Location identification records
--- Begin ---
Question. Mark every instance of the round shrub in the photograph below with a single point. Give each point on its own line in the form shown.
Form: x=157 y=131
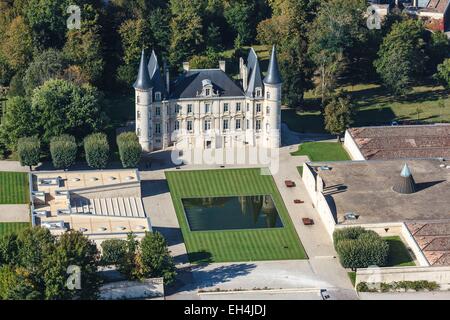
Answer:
x=129 y=149
x=96 y=148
--- End ---
Reproduce the records above word for word, but leave out the pictures.

Question. Mark every instance of the round shrub in the photograph below with a single point. Give each point on its own line in the form shown.
Form: x=157 y=131
Answer:
x=129 y=149
x=96 y=148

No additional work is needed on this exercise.